▶ _Instructions to follow_:
After locating the line with "screen above? Mark it with a dot.", reproduce it and all following lines of the listing below exactly, stopping only at the final line.

▶ _Information provided_:
....

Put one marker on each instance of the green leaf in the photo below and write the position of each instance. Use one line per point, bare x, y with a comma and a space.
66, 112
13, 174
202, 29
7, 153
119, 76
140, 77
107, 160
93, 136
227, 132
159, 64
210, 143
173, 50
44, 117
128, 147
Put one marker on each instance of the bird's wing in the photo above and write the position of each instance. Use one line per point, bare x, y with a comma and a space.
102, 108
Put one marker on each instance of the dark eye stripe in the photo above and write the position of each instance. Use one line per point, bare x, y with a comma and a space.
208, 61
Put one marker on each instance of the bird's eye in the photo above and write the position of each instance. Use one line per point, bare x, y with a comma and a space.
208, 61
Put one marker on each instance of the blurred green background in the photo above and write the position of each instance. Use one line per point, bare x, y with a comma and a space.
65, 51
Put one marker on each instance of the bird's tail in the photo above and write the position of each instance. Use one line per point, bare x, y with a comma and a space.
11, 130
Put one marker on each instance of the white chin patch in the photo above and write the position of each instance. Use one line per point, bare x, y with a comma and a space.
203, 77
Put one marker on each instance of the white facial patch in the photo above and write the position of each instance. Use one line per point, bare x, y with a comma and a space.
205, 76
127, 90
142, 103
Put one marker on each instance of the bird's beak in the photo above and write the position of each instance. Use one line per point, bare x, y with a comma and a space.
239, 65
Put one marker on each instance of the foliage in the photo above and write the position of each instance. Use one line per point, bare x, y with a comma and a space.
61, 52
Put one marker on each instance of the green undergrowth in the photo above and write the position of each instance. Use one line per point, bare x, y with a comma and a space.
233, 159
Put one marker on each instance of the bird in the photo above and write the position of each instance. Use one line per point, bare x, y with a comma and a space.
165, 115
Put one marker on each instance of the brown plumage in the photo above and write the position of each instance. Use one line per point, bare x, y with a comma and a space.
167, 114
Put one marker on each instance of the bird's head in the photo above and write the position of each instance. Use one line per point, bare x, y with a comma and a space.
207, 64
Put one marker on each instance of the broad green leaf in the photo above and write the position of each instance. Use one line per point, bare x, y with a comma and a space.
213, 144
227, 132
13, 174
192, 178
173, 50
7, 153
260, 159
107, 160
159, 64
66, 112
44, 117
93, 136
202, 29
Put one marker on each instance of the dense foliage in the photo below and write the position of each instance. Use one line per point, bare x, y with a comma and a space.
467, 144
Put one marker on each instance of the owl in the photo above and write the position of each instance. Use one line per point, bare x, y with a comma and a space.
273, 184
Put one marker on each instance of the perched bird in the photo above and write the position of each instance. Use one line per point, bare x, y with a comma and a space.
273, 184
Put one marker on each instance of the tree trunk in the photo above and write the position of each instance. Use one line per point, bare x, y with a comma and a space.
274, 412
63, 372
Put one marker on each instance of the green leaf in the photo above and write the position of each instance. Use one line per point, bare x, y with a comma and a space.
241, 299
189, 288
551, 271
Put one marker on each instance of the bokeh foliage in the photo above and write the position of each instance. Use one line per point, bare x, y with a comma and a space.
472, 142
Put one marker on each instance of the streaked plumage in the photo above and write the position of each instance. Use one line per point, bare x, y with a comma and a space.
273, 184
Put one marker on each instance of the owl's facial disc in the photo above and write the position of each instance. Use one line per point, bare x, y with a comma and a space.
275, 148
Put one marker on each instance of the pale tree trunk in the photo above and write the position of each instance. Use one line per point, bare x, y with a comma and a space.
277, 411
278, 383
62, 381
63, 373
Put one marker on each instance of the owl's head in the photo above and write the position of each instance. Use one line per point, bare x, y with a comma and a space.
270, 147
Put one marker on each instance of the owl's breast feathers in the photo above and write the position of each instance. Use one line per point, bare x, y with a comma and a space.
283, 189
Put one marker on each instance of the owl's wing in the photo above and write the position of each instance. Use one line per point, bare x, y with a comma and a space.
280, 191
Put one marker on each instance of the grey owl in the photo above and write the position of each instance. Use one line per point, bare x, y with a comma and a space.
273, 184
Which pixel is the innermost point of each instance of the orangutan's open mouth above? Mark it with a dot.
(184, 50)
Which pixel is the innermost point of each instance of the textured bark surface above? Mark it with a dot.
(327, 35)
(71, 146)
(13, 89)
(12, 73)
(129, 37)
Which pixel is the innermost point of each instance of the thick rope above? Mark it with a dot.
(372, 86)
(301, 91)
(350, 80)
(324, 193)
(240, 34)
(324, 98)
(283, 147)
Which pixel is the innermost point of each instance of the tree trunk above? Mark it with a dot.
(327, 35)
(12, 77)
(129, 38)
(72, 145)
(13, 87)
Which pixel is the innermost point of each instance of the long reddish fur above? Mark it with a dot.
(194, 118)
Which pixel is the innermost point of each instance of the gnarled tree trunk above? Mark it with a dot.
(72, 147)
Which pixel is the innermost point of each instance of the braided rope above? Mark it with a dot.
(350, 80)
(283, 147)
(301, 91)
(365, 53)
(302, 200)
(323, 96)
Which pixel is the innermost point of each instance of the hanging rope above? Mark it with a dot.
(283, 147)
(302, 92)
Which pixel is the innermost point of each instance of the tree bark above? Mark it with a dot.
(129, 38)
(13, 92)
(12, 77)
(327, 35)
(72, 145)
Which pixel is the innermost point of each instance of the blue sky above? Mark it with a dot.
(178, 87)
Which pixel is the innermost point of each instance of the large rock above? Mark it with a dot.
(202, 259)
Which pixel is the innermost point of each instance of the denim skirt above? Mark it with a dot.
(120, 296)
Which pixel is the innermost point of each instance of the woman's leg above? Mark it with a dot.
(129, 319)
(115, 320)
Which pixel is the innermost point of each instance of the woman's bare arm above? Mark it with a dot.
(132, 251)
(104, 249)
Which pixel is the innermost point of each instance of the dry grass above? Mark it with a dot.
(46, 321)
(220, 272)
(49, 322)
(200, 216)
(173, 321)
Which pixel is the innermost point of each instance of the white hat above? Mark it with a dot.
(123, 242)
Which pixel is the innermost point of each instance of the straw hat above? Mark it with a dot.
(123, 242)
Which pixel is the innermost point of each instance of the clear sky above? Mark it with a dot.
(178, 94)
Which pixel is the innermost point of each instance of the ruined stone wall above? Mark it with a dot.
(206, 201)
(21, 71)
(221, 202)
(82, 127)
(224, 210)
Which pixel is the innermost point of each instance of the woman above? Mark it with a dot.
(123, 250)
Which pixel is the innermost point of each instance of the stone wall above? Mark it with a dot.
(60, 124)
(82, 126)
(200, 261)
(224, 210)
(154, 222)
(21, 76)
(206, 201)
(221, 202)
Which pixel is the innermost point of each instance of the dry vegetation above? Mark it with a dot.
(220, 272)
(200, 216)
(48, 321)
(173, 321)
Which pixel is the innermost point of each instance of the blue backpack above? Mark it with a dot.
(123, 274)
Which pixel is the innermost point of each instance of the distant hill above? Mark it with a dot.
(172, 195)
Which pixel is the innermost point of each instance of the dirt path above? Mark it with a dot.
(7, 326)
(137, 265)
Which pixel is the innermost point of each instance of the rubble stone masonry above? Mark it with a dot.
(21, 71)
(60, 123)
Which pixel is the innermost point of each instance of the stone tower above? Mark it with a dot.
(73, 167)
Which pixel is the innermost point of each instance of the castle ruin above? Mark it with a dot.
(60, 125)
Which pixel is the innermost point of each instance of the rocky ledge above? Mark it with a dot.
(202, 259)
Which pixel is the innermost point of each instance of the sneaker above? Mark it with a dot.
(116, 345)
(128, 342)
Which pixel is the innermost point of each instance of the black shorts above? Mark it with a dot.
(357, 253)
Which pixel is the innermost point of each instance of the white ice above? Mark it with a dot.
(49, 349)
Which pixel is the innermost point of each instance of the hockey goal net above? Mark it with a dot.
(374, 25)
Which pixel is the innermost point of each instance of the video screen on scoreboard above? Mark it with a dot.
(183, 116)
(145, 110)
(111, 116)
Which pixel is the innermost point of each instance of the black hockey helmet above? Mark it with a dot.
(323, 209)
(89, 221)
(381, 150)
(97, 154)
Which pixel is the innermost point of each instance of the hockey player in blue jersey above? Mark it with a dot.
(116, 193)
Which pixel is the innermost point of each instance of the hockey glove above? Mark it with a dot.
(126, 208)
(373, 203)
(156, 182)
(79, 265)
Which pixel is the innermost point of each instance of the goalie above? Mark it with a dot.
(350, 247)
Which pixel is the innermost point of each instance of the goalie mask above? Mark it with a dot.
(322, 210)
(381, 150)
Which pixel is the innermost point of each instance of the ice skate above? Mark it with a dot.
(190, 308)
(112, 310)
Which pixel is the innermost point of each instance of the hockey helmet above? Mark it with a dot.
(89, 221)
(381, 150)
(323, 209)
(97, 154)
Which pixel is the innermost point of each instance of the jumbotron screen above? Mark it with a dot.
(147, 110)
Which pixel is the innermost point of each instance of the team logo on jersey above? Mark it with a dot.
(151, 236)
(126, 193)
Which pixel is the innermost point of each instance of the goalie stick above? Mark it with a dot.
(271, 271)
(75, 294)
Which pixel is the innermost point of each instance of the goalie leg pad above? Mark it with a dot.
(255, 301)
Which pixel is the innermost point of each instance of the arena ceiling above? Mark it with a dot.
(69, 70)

....

▶ _Result for this exercise_:
Which pixel is the innermost point of each instance of the jumbotron screen above? Mark it with a dot.
(147, 110)
Which pixel is the innermost point of each instance of the team logo on jersey above? Mark it with a dot.
(151, 236)
(126, 193)
Which pixel is the innermost point of each instance of the goalie stick above? Mark it with a dot.
(271, 271)
(75, 294)
Which pixel is the innermost point of each instance of the goalie leg pad above? Mark it with a dot.
(255, 301)
Which pixel is the innermost point of each instance of the arena ceiling above? Mark it with a dot.
(69, 70)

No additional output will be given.